TASK:
Convert the records below, from the line containing "Find the grassy" through the last line, into a Markdown table with the columns Row and Line. Number each line in sequence and omit any blank lines.

......

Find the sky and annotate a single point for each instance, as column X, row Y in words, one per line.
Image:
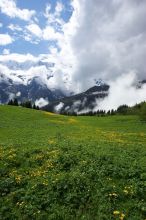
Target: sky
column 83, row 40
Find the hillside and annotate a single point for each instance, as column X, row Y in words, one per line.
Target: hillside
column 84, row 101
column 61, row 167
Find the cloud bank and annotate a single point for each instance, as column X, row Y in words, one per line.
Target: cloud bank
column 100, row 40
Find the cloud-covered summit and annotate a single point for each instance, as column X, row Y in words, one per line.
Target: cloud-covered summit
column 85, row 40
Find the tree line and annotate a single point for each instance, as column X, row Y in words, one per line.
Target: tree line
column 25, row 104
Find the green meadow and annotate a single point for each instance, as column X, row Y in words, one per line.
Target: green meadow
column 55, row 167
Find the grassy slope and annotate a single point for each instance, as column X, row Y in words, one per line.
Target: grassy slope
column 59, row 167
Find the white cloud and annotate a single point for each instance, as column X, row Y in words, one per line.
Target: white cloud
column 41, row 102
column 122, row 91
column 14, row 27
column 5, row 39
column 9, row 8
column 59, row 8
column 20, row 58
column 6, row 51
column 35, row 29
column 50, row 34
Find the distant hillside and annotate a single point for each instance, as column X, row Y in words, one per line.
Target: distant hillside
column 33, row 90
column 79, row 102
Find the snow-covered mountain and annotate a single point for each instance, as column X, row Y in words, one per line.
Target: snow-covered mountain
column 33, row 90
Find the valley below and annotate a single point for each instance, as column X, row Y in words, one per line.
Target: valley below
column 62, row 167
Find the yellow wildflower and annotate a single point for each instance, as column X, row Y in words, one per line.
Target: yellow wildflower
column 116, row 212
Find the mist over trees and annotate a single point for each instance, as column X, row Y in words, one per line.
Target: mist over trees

......

IN RESPONSE:
| Row | Line |
|---|---|
| 1 | Find the grassy slope and annotate a single point for each instance, as column X, row Y in words, one per line. |
| 2 | Target: grassy slope |
| 3 | column 59, row 167 |
| 4 | Find the white cloud and annotate a single point for each instance, as column X, row Y in words, one per line. |
| 5 | Target: white cloud |
| 6 | column 41, row 102 |
| 7 | column 122, row 91 |
| 8 | column 14, row 27 |
| 9 | column 5, row 39 |
| 10 | column 9, row 8 |
| 11 | column 59, row 8 |
| 12 | column 20, row 58 |
| 13 | column 6, row 51 |
| 14 | column 35, row 29 |
| 15 | column 50, row 34 |
| 16 | Find the distant hillside and annotate a single point for each instance, as column X, row Y in words, one per line. |
| 17 | Target: distant hillside |
| 18 | column 33, row 90 |
| 19 | column 79, row 102 |
| 20 | Find the snow-covered mountain and annotate a single point for each instance, as column X, row Y in words, one per line. |
| 21 | Target: snow-covered mountain |
| 22 | column 33, row 90 |
| 23 | Find the valley below and annotate a single point for each instance, as column X, row Y in words, one per line. |
| 24 | Target: valley below |
| 25 | column 62, row 167 |
| 26 | Find the yellow wildflower and annotate a single point for each instance, as column X, row Y in words, one per line. |
| 27 | Target: yellow wildflower |
| 28 | column 116, row 212 |
| 29 | Find the mist over trees and annotate a single point for each instance, as column X, row Y in words, one per line. |
| 30 | Target: mist over trees |